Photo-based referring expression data
____

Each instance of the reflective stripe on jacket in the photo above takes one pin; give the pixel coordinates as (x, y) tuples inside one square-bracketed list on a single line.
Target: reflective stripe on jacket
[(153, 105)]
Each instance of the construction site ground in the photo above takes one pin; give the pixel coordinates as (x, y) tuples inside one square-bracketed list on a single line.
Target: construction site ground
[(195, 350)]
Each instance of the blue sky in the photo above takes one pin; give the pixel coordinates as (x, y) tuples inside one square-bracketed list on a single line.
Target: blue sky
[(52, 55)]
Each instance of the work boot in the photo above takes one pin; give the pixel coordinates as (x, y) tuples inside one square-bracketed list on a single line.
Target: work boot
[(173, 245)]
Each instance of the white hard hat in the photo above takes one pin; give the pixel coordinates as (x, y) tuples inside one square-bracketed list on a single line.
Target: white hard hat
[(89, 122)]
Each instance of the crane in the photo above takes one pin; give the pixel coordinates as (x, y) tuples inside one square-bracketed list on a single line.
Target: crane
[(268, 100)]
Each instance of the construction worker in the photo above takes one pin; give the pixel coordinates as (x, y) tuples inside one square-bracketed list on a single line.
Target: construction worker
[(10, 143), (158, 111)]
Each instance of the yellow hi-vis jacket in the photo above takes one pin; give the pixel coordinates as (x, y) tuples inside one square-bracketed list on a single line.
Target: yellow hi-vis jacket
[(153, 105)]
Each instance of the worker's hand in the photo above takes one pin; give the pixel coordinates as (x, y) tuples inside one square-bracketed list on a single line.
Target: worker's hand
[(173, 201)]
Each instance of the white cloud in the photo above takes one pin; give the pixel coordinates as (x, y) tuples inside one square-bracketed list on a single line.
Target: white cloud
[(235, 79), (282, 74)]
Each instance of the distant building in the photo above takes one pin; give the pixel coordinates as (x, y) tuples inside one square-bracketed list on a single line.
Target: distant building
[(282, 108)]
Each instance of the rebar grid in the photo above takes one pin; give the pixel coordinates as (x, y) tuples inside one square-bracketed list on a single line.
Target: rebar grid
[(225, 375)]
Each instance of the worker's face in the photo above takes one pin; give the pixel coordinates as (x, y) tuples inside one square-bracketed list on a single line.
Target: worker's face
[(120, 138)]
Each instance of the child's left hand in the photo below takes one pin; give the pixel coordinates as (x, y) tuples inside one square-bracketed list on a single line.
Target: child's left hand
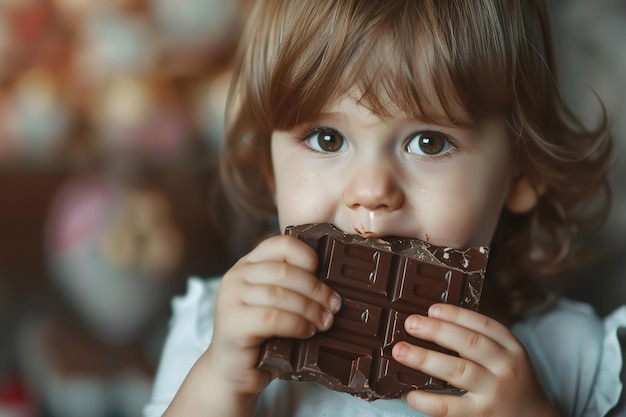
[(493, 366)]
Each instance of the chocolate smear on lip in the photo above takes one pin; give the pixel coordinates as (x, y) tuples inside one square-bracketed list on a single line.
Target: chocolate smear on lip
[(381, 281)]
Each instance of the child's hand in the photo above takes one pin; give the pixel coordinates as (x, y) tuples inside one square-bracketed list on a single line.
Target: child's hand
[(272, 291), (493, 366)]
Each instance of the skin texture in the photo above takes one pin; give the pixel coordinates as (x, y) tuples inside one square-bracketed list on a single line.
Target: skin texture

____

Copy exactly. The range runs from the line containing "Each instance of the skin" through the last line of the data.

* _THE COMPLETED TASK_
Each instance of the skin texture in the photo above takes one pin; give the pixel coordinates as (x, y) tuples inside one square-bracketed list on a single line.
Target: skin texture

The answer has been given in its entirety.